[Data items]
___

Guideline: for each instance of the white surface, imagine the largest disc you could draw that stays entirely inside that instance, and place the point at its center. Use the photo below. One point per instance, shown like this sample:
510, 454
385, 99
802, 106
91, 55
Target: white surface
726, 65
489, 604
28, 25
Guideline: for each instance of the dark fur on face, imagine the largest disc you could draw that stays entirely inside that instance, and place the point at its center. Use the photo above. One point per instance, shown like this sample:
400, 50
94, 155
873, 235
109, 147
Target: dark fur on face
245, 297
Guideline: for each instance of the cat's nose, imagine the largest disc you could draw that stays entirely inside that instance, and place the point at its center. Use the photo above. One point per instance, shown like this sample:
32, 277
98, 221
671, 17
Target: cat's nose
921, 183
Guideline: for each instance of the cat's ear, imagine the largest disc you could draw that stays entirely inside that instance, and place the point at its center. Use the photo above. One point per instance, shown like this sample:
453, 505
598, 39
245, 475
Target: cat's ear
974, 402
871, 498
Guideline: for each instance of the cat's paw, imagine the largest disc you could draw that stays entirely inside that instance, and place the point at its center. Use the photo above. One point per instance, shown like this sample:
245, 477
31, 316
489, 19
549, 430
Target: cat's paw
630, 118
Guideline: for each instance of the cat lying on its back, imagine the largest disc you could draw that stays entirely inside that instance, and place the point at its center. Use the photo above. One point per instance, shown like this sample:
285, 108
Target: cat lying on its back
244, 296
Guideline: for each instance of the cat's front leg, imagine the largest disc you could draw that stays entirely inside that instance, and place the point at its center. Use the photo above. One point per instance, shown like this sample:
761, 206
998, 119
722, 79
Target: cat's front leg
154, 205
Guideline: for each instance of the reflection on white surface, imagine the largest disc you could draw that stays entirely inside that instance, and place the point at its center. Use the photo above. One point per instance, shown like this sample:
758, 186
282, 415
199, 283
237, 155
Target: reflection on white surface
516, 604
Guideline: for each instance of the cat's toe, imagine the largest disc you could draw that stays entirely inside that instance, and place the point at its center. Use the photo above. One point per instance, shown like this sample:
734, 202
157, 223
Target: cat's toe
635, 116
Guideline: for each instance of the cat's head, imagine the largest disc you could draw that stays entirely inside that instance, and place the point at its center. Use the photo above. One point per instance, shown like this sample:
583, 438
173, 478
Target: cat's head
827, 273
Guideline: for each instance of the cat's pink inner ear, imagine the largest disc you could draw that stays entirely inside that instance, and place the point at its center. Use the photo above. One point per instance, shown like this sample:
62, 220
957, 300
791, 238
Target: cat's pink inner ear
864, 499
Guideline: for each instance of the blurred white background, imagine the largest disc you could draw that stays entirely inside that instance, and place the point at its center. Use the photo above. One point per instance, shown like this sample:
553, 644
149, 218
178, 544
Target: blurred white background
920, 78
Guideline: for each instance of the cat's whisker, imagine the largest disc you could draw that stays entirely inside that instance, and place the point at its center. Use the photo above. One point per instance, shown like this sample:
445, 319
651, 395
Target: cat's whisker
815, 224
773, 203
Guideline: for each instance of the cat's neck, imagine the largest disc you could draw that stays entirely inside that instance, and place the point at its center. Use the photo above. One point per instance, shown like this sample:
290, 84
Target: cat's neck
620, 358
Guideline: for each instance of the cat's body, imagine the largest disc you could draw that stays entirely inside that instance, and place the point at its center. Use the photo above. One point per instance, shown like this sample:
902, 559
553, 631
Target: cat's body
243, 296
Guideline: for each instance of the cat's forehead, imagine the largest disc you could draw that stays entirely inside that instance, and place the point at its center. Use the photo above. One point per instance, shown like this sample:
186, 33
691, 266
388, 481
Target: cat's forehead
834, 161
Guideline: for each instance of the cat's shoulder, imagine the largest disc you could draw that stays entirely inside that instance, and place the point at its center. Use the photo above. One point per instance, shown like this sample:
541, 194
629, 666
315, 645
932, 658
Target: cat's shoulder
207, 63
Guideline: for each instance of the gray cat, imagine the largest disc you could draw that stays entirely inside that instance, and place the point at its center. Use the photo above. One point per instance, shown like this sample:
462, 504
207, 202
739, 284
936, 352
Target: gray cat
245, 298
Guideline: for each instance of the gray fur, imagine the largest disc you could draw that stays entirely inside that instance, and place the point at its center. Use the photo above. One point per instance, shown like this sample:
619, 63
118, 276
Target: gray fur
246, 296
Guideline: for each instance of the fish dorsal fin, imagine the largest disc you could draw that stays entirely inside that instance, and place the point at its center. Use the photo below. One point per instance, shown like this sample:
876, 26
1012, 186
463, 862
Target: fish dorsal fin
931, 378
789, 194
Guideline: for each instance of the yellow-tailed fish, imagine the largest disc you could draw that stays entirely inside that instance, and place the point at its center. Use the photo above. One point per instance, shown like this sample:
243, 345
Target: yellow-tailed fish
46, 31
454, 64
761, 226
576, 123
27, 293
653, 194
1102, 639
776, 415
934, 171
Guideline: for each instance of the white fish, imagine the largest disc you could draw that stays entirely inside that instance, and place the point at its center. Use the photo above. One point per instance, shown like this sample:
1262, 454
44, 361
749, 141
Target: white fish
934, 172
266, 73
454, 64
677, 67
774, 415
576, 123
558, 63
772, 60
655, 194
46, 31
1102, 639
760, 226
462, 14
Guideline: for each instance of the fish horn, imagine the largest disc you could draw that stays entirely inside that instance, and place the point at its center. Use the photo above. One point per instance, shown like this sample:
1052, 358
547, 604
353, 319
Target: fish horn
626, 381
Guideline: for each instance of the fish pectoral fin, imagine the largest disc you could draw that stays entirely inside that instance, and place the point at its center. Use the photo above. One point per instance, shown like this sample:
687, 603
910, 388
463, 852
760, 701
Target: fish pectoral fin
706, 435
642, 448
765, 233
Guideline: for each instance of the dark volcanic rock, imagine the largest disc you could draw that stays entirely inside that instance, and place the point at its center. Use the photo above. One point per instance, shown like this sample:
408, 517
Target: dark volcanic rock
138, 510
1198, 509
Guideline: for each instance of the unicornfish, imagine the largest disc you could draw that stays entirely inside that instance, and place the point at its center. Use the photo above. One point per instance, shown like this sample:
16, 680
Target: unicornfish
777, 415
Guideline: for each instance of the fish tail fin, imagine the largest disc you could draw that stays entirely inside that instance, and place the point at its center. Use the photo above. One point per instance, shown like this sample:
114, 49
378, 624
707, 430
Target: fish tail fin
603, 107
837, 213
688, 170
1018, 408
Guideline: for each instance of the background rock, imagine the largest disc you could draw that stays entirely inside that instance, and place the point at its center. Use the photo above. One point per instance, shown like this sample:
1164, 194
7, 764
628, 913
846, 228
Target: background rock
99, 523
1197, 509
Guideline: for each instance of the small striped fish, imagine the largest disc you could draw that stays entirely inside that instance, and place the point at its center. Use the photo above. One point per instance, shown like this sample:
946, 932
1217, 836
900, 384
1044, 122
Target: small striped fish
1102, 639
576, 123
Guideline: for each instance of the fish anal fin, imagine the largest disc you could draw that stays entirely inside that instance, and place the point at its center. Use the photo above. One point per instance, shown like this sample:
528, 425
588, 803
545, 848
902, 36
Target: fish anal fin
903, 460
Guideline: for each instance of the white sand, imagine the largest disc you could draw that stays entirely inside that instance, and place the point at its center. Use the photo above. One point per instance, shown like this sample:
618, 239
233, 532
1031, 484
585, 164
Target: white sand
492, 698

___

• **Your objective**: Copy every entry exactly, missing none.

• **Your response**:
Guideline: for each instance of the white surface, imagine the largest disc you could draw that stays entirely inside that instance, and place the point at its center. Use the photo below. One point per instance, shown like this sample:
510, 454
385, 99
802, 106
91, 55
Target: white surface
726, 65
489, 604
28, 25
Guideline: for each instance of the dark fur on face, imagine the largest disc you could draw that stays entirely inside that instance, and place the point at its center. Use the photo above. One point per instance, shown like this sample:
400, 50
94, 155
873, 235
109, 147
Target: dark fur on face
245, 297
Guideline: for each instance of the cat's nose, imagine the largest disc you could draw that stays entirely inside that instance, and place the point at its center. Use the photo above. One point per instance, shown like this sample:
32, 277
98, 221
671, 17
Target: cat's nose
921, 183
Guideline: for each instance of the cat's ear, imagine the largest disc you could draw that stays entirely inside that instance, and place the point at its center. Use the photo above. One point per instance, shown like this sample:
453, 505
598, 39
245, 475
Target: cat's ear
974, 402
871, 498
Guideline: for each instance of the cat's paw, imagine the largest disc you could draw that stays entirely inside that instance, and place the point at its center. Use the photo above. One point per instance, shown like this sample:
245, 477
31, 316
489, 19
549, 430
Target: cat's paw
630, 118
Guideline: for each instance of the cat lying on its back, imagine the largest disc you could draw that stays entirely inside that instance, and place the point at its center. Use the photo above. One point per instance, shown like this sample:
285, 108
Target: cat lying on its back
244, 296
Guideline: for each instance of the cat's front leg, imagine the largest disc you could draw that stays entirely inside that instance, and place the point at its center. Use the photo above. One point per instance, shown like this sample:
761, 206
998, 119
722, 79
Target: cat's front leg
154, 205
Guideline: for each instance of the reflection on white surface, imagine the largest disc you could draw that stays entirely inside that instance, and place the point at its center. Use the photo above. One point per instance, shown like this sample:
758, 186
282, 415
199, 283
237, 155
Target: reflection on white surface
516, 604
Guideline: for each instance of the cat's toe, imagine the largest disc you could draw that stays entirely inside that instance, and place the point at its center. Use the photo above. One point per instance, shown like this sample:
734, 202
157, 223
Target: cat's toe
635, 116
Guideline: for each instance of the cat's head, imagine the largest disc you could draw that stays entirely inside that instance, and place the point at its center. Use the photo above. One point per instance, shown like this sample:
583, 438
173, 478
Target: cat's head
827, 273
Guideline: for each instance of the cat's pink inner ear, imagine the largest disc you could draw that stays entirely inside that instance, and place the point at its center. Use the photo above. One point per instance, shown like this sample:
62, 220
957, 300
791, 238
Target: cat's pink inner ear
864, 499
Guideline: for each instance of the blurred white background, imagine the largest disc you could draw that stays entirely inside that instance, and place the point at its center. Use the photo above. One point per instance, shown like this sample:
553, 644
149, 218
178, 544
Target: blurred white background
920, 78
Guideline: for each instance of the cat's whisker, imagine the largest disc you could draw that stays entirely inside that instance, and place the point at its center. Use the photo above. One point per instance, shown like this sample:
445, 319
651, 395
Target: cat's whisker
815, 224
773, 203
Guideline: for each instance of the cat's neck, imagine the largest disc you could draw that stays entirely inside that instance, and place the point at its center. Use the photo above. One point per instance, shown like this sample:
290, 84
Target: cat's neck
620, 358
Guideline: for each instance of the cat's body, imagine the largest disc you could draw that stays entirely inside that instance, and place the point at its center. Use the photo above. One point per instance, shown like this sample:
902, 559
553, 631
Target: cat's body
243, 296
Guideline: for each instance of the cat's forehead, imagine the largest disc you could draw that stays entirely inside that instance, and place the point at its center. Use the photo above. One point per instance, shown like this sample:
186, 33
691, 266
388, 481
Target: cat's forehead
834, 161
Guideline: for each instance of the cat's shoulder, imagine the largest disc you could draw that stays entirely inside that instance, and place the point at its center. Use the photo above. One point per instance, shown like this sample:
541, 194
629, 666
315, 645
932, 658
Target: cat's shoulder
207, 63
Guideline: for each instance of the gray cat, imagine the largest disc you could draw that stays entirely inside that instance, and place the point at its center. Use the photo above. One point per instance, shown like this sample:
462, 504
207, 202
739, 284
936, 352
Target: gray cat
245, 298
Guideline: for each instance of the gray fur, imagine the largest disc you could draw that stays entirely inside that instance, and place the point at its center. Use the photo above. One point per instance, shown like this sample:
619, 63
118, 276
Target: gray fur
246, 296
Guideline: for each instance of the fish dorsal fin, imagine the largest disc you could draw that stays entirely inside that instance, and place the point at its center. Use the photo below. One point per instance, shown like this sample:
876, 26
1012, 186
463, 862
Target: fish dorsal fin
931, 378
789, 194
Guideline: for each instance of the yellow-tailed fish, imagine the largest disc you could draw that stays entirely inside that instance, and place the point at its center. Use the photo above. One point per instance, shown like this sample:
243, 345
Target: yellow-tailed fish
46, 31
454, 64
761, 226
576, 123
27, 293
653, 194
1102, 639
776, 415
934, 171
Guideline: for each instance of the white fish, imagine the largest disc you could draw that stays entirely inside that instance, and place the point at its center. Use the photo above. One point per instance, shown like this sample:
1262, 454
44, 361
749, 141
Target: white fish
934, 172
266, 73
454, 64
677, 67
774, 415
576, 123
558, 63
772, 60
655, 194
46, 31
1102, 639
760, 226
462, 14
Guideline: for each instance of the fish horn, imagine the largest disc you could draw that stays entirely inside that instance, and place the point at its center. Use the photo above. One point per instance, shown like this sample:
1052, 358
547, 604
353, 319
Target: fish horn
626, 381
Guideline: for each instance of the fish pectoral fin, imagine the largest disc you could draw that stays entirely inside that instance, and place the point at its center. Use the photo above. One point per instance, shown like this sample:
687, 603
910, 388
463, 852
760, 701
Target: fish pectoral fin
706, 435
642, 448
765, 233
Guideline: for each instance of the dark volcanic rock, imagine the largest disc you could draw that stays entirely inside that instance, and place the point at its center. Use the photo above. One point per instance, shown like this sample:
408, 517
Target: dark volcanic rock
138, 510
1198, 509
Guideline: for each instance of the unicornfish, imagine the largest disc you could draw that stays entirely inside that instance, and place the point at its center. Use the photo above. One point per instance, shown like this sample:
16, 680
Target: unicornfish
777, 415
Guideline: for each instance of the fish tail fin, imagine the largest disc you could draw that stays entirely inside that instance, and place the point at its center. Use the photo above. One point per instance, shown like this sample:
114, 49
378, 624
707, 430
Target: fish tail fin
603, 107
837, 213
688, 170
1018, 408
Guideline: for each instance of the background rock, imagine the largest disc you could draw that stays entirely inside that instance, and place the point at its center. Use the photo above. One point per instance, shown like this sample:
1164, 194
7, 764
628, 913
846, 228
Target: background rock
99, 523
1197, 509
Guideline: for each instance of the small striped fish, imagine the largest disc you could draw that stays entirely inside that instance, and place the point at its center. Use the photo above. One point per instance, shown like this sample:
946, 932
1217, 836
900, 384
1044, 122
Target: small striped fish
1102, 639
576, 123
Guideline: for each instance of the fish anal fin, imagine the largest disc you could draw that stays entirely inside that instance, and place the point at its center. Use the photo above. One point per instance, shown like this sample:
528, 425
588, 803
545, 848
902, 36
Target: fish anal fin
903, 460
Guideline: for each instance of the white sand, imagine the largest disc you could draw that stays entirely inside that instance, and place the point at its center. Use the photo above. One point per instance, shown like this sample:
618, 239
233, 532
1031, 484
585, 164
Target: white sand
492, 698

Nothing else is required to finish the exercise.